Activity: From the entries below, list each line with "post".

Information provided:
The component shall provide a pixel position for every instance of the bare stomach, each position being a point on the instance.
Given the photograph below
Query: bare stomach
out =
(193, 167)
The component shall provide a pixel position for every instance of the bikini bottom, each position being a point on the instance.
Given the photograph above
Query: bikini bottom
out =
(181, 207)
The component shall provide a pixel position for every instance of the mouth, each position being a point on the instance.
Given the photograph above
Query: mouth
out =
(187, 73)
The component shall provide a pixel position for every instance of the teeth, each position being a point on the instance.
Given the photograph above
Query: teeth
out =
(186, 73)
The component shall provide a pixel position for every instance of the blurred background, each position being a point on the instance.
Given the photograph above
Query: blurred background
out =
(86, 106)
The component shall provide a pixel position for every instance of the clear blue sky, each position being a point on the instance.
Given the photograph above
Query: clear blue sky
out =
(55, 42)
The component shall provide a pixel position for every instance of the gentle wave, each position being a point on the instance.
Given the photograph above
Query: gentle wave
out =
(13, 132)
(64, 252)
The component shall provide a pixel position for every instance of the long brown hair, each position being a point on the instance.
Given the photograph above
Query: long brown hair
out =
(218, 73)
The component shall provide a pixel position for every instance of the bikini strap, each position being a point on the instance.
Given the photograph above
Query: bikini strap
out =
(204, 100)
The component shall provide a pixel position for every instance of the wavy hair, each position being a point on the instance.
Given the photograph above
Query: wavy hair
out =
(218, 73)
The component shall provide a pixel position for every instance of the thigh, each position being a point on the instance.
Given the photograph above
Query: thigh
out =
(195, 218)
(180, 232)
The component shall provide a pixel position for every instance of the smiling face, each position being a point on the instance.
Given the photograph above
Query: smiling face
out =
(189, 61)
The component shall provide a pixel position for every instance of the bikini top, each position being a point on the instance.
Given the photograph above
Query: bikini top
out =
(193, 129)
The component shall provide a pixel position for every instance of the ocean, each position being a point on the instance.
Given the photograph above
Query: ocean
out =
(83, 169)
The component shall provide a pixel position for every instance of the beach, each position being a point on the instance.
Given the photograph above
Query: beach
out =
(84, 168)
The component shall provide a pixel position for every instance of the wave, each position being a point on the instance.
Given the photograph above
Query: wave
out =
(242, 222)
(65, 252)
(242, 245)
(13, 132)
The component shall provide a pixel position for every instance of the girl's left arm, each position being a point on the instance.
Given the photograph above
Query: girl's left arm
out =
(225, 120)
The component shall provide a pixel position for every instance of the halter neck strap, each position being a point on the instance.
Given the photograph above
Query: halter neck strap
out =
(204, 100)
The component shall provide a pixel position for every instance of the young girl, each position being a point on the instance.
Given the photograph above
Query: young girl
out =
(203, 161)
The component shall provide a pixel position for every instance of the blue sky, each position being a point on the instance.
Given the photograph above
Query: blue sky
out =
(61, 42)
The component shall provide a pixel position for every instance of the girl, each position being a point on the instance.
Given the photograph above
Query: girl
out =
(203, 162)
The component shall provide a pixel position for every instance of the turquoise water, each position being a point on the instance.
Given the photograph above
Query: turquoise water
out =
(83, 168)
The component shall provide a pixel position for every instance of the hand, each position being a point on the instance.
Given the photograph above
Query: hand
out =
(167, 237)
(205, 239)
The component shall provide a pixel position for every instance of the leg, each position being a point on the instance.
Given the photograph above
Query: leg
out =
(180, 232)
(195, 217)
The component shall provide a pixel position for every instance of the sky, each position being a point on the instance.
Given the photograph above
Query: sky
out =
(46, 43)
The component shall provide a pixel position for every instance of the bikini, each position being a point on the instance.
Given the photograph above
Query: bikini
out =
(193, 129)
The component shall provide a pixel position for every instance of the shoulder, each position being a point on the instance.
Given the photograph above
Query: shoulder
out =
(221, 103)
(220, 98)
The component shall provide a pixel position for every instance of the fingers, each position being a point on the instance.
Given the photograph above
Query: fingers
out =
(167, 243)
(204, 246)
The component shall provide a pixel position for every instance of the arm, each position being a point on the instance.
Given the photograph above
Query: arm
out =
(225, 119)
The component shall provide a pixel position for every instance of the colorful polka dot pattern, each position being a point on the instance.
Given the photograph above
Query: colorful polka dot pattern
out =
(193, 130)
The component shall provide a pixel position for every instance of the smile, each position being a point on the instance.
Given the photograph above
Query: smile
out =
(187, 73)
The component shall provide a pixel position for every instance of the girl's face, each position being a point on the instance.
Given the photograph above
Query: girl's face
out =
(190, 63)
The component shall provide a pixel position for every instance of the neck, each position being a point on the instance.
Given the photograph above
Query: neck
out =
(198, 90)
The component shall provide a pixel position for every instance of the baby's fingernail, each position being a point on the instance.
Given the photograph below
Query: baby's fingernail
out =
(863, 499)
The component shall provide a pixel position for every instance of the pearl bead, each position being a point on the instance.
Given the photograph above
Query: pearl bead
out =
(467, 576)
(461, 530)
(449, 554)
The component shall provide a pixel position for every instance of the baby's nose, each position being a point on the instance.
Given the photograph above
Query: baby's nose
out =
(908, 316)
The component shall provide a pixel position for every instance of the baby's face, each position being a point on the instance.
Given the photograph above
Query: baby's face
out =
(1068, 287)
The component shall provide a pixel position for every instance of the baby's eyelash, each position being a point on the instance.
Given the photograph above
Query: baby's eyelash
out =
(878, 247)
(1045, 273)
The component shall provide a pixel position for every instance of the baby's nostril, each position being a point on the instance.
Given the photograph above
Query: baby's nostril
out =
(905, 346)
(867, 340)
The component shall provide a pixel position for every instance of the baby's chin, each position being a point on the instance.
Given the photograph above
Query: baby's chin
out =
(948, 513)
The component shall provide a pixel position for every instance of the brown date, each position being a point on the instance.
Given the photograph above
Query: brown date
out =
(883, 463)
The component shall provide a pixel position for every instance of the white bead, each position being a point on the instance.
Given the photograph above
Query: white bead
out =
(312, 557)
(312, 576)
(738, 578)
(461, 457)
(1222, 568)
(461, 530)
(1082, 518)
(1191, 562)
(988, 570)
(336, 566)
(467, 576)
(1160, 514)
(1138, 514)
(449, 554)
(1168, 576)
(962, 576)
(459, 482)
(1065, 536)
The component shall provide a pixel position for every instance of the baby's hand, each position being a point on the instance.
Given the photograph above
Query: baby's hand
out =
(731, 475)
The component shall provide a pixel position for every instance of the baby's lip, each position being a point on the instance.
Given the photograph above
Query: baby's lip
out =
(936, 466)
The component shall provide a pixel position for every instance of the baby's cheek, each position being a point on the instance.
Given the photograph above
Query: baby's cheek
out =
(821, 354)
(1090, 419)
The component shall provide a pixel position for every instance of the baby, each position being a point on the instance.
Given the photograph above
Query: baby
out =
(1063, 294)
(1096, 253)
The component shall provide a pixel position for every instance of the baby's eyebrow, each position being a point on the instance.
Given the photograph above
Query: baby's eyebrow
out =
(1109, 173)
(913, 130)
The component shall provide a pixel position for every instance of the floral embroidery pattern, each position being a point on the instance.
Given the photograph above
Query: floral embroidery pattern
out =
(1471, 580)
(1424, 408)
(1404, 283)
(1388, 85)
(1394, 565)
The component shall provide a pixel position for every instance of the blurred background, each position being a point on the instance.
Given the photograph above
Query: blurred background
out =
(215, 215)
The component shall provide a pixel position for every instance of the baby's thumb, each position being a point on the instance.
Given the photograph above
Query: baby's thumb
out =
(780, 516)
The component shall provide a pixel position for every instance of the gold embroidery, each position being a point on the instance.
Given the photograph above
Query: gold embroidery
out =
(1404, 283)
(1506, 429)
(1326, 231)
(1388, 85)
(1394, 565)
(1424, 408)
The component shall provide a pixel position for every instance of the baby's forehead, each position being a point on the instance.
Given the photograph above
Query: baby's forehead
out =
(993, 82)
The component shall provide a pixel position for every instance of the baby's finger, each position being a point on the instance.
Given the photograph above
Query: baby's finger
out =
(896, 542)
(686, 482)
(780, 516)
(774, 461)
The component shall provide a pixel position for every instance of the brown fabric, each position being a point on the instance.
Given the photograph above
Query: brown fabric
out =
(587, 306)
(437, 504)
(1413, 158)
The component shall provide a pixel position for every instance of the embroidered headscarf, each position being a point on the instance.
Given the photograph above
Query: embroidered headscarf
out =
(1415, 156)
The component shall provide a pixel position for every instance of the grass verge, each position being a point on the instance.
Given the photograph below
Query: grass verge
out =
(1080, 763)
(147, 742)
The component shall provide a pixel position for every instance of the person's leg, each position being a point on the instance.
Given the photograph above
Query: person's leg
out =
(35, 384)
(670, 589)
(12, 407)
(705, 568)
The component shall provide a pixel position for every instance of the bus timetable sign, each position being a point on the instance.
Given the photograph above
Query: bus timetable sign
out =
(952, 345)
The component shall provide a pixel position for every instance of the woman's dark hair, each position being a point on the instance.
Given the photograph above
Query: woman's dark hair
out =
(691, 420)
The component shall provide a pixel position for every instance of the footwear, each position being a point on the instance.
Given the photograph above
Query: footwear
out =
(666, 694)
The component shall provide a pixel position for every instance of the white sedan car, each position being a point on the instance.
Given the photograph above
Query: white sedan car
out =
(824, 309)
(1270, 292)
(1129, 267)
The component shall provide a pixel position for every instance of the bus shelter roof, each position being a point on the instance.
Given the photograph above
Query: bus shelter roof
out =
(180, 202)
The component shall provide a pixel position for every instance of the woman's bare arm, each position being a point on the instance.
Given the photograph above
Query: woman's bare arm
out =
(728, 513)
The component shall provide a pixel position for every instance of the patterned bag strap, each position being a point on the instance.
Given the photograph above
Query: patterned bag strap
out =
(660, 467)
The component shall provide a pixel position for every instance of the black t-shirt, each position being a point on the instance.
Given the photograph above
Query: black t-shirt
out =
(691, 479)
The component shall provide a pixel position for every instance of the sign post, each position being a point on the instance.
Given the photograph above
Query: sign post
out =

Completed exercise:
The component shall provide a pixel position for every instance of the sign post, each position being a point on the instance.
Query: sign post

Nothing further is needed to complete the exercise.